| Documento de origem |

----

Plano de ação eficaz reduziu reflexos sobre as exportações

Há duas semanas, o Brasil acordava assustado com as revelações de uma operação da Polícia Federal que não tem prazo para ser esquecida. Era a Carne Fraca, deflagrada nas primeiras horas da manhã do dia 17 de março e que, mesmo em tempos de Lava Jato, impressionava pela envergadura – e, sobretudo, pelas suspeitas que levantava sobre a qualidade das carnes produzidas no país.

Governo e iniciativa privada reagiram como puderam às repercussões negativas que começaram a circular na mídia às 07h04. Um “comitê de crise” foi instalado em Brasília e as empresas citadas na operação, entre as quais JBS e BRF, investiram pesado em publicidade para defender a integridade de seus produtos. Os danos estão sendo contabilizados e vai levar bastante tempo para serem superados. Mas chamam a atenção os resultados positivos obtidos no front externo.

Como era de se esperar, países importadores impuseram embargos às carnes brasileiras, mas não foram todos, e a maior parte das barreiras foi parcial e já foi retirada. O fluxo das exportações foi afetado, mas a tendência é que, gradualmente, volte ao normal – desde que a eficiência político-diplomática observada até agora seja acompanhada por uma ágil e detalhada prestação de informações técnicas. É o que cobram China e União Europeia, grandes mercados do país. Ou seja, o trabalho está apenas começando.

----

| Entradas fornecidas |
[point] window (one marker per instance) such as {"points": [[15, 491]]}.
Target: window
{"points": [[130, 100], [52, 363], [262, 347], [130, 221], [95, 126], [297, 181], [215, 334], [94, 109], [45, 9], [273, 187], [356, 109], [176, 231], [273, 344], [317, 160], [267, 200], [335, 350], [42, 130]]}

----

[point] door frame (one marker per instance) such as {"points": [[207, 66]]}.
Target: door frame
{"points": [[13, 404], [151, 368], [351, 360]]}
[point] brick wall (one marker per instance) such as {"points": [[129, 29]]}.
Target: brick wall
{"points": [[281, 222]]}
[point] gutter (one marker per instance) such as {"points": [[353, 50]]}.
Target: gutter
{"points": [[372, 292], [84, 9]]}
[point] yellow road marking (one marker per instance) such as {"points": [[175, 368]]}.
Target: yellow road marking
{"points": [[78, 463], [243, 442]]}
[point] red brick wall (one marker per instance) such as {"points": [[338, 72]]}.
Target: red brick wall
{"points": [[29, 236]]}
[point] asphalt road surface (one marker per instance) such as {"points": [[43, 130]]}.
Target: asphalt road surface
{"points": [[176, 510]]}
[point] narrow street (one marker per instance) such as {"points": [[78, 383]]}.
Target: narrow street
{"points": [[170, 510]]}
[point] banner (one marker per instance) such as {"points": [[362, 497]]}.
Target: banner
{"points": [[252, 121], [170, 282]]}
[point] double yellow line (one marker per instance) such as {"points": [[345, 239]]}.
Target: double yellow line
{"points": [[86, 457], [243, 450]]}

----

| Exercícios |
a) Liste todos os países, cidades e blocos econômicos mencionados pelo nome no texto sobre a operação Carne Fraca.
b) Segundo o texto sobre a operação Carne Fraca, em que dia a operação foi deflagrada?
c) Dê continuidade ao texto sobre a operação Carne Fraca a partir do ponto em que ele termina.

| Resultados das tarefas |
a) Brasil, Brasília, China, União Europeia

b) No dia 17 de março.

c)
Foi a maior operação da história da Polícia Federal. Mais de 1,1 mil policiais cumpriam 309 mandatos em seis Estados do país, que resultaram em 27 prisões preventivas, 11 prisões temporárias, 77 conduções coercitivas e 194 ações de busca e apreensão. Suas conclusões iniciais, apresentadas ao longo daquele dia 17, eram indigestas. A PF sinalizava que, graças a “relações espúrias” entre fiscais federais agropecuários e funcionários de frigoríficos, marcadas por influência política e propinas, a qualidade das carnes que chegavam à mesa de brasileiros – e estrangeiros – estava comprometida.

A PF atirou no que viu e prestou, segundo todas as fontes consultadas pelo Valor, um serviço importante. Desbaratou um esquema que volta e meia é alvo de sindicâncias de órgãos do governo – sem maiores consequências – e que, de fato, muitas vezes resulta na venda de produtos estragados, blitze de Vigilâncias Sanitárias e problemas à saúde.

Mas o tiro também acertou uma das cadeias produtivas mais eficientes do mundo, ameaçou centenas de milhares de empregos, manchou a imagem do Brasil no exterior e prejudicou um fluxo comercial que, no ano passado, gerou para o país quase US$ 14 bilhões em exportações em carnes bovina, de frango e suína.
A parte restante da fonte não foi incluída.